## Consignes de l'exercice:
1) Restituez le passage du texte de jurisprudence situé entre « Protection du patrimoine » et « sens de la loi. », bornes incluses.
2) Dans le texte de jurisprudence, relevez toutes les mentions séparées par des tirets sur la ligne de titre qui commence par « Annulation ».
3) D'après le texte de jurisprudence, à quelle localité appartient le patrimoine bâti dont fait partie le corps de logis litigieux ?

## Texte à lire:
▼▼▼
Droit immobilier

[Jurisprudence administrative - droit immobilier - janvier à mars 2021]


Protection du patrimoine :

Annulation – Arrêté ministériel – article 1er de la loi du 18 juillet 1983 – Motivation insuffisante :

 

« Il ne suffit, en tout état de cause, pas de vanter l’authenticité du style architectural et de la substance bâtie d’une bâtisse, encore faut-il être en mesure de rattacher celle-ci à un style ou à une époque de construction en particulier, ce que, tel que relevé ci-avant, la partie étatique reste en défaut de faire pour ce qui est du corps de logis. Si le corps de logis litigieux, du fait de sa date de construction, fait donc nécessairement - à l’instar de toutes les autres constructions de cet âge - partie du patrimoine bâti de la localité de Grosbous, cette circonstance à elle seule ni n’explique, ni ne justifie-elle le classement de cet immeuble en tant que monument national au sens de la loi.
▲▲▲
## Extraits des items:
▼▼▼
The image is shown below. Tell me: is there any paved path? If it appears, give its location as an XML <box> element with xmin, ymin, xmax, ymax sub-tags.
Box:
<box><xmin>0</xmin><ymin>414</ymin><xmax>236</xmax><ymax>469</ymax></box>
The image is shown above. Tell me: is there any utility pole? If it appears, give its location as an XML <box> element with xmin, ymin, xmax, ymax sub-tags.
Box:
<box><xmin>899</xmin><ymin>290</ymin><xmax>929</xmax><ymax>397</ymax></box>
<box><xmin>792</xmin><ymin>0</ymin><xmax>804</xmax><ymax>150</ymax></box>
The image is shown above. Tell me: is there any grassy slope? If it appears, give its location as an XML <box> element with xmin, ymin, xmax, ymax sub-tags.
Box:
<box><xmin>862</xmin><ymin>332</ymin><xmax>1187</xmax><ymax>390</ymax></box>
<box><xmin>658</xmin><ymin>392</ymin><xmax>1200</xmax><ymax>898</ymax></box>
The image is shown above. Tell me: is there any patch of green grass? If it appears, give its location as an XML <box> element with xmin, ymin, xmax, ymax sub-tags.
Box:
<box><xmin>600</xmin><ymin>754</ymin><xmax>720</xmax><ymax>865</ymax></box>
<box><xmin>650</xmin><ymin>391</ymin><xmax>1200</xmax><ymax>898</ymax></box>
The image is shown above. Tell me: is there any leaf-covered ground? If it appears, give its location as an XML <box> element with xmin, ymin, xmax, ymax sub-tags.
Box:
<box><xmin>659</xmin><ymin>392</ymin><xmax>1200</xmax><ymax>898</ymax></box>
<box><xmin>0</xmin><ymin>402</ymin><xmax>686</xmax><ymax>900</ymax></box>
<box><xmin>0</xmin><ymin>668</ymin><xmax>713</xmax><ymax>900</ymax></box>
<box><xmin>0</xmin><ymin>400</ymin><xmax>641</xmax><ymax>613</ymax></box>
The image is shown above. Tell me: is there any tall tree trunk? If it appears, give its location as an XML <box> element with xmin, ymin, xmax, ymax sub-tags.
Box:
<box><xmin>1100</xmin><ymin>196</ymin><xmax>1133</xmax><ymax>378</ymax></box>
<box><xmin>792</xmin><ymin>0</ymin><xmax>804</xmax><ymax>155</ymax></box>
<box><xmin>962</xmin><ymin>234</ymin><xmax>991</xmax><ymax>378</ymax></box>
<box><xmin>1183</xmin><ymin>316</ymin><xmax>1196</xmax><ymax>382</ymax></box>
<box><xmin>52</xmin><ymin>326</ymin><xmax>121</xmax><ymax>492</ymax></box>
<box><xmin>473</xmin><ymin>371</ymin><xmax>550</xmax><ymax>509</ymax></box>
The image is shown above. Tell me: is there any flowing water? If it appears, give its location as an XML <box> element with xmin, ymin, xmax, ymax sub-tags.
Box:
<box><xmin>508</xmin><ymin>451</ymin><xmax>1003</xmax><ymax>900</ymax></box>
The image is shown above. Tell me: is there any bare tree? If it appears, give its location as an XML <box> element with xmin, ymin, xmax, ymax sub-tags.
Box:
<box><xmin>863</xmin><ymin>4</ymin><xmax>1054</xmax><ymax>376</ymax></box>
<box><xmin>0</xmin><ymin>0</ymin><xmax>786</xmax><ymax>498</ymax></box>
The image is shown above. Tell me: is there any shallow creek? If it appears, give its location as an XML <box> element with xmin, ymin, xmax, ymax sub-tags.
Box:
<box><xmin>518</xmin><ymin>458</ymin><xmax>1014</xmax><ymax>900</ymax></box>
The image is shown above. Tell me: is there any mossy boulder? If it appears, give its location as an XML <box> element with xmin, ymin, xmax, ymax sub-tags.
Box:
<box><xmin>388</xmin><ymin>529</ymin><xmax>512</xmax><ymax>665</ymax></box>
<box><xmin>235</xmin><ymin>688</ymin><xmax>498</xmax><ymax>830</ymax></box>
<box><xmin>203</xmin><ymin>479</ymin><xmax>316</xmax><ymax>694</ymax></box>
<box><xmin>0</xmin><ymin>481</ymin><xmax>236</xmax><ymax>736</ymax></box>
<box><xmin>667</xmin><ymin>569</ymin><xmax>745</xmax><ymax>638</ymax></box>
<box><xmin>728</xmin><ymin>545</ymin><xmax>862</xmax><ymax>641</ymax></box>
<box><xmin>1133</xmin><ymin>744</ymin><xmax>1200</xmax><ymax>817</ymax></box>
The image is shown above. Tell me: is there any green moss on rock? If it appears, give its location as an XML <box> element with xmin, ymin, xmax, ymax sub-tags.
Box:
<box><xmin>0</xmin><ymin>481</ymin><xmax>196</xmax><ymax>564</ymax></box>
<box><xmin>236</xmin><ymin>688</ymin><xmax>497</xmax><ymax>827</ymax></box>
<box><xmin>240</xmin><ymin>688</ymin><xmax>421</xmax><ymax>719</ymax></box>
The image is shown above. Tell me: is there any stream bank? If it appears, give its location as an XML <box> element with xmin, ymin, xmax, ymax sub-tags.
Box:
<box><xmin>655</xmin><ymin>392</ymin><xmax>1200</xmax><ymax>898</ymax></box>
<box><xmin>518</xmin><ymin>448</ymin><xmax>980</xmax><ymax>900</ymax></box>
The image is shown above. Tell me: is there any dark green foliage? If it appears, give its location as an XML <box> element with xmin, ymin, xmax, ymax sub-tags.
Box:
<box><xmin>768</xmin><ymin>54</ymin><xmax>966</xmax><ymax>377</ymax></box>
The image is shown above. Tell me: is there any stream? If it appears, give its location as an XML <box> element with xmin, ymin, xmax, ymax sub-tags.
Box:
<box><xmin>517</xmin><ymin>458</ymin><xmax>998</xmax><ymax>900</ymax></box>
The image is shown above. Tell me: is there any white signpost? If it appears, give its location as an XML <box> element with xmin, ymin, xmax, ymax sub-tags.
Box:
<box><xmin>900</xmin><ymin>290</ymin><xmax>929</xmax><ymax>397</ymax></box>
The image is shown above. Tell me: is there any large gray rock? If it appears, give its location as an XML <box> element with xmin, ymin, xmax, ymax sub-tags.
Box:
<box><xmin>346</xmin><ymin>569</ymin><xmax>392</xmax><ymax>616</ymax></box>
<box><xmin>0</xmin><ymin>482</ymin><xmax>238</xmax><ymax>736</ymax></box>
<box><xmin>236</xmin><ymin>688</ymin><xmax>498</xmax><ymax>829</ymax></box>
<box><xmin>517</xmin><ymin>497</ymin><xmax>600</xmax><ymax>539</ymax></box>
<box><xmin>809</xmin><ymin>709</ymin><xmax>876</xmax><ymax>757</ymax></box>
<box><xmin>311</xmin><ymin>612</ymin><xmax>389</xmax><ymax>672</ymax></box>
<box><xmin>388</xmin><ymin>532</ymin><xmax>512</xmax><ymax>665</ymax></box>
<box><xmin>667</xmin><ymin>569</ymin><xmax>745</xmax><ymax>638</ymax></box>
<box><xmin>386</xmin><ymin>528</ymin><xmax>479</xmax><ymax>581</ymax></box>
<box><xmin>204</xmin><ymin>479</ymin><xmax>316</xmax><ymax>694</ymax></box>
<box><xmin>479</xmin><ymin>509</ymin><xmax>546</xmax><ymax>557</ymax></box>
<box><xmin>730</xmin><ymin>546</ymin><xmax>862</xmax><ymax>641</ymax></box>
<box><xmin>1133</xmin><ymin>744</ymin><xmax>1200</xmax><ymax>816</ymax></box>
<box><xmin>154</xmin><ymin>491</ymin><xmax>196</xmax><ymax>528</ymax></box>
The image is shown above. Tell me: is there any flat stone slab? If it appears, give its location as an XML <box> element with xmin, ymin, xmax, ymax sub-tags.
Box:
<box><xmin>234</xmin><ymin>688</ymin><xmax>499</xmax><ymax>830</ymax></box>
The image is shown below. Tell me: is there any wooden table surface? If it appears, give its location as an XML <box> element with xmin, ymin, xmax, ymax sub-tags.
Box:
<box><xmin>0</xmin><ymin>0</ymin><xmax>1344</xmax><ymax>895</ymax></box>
▲▲▲
## Résultats par consigne:
1)
Protection du patrimoine :

Annulation – Arrêté ministériel – article 1er de la loi du 18 juillet 1983 – Motivation insuffisante :

 

« Il ne suffit, en tout état de cause, pas de vanter l’authenticité du style architectural et de la substance bâtie d’une bâtisse, encore faut-il être en mesure de rattacher celle-ci à un style ou à une époque de construction en particulier, ce que, tel que relevé ci-avant, la partie étatique reste en défaut de faire pour ce qui est du corps de logis. Si le corps de logis litigieux, du fait de sa date de construction, fait donc nécessairement - à l’instar de toutes les autres constructions de cet âge - partie du patrimoine bâti de la localité de Grosbous, cette circonstance à elle seule ni n’explique, ni ne justifie-elle le classement de cet immeuble en tant que monument national au sens de la loi.

2) Annulation ; Arrêté ministériel ; article 1er de la loi du 18 juillet 1983 ; Motivation insuffisante

3) À la localité de Grosbous.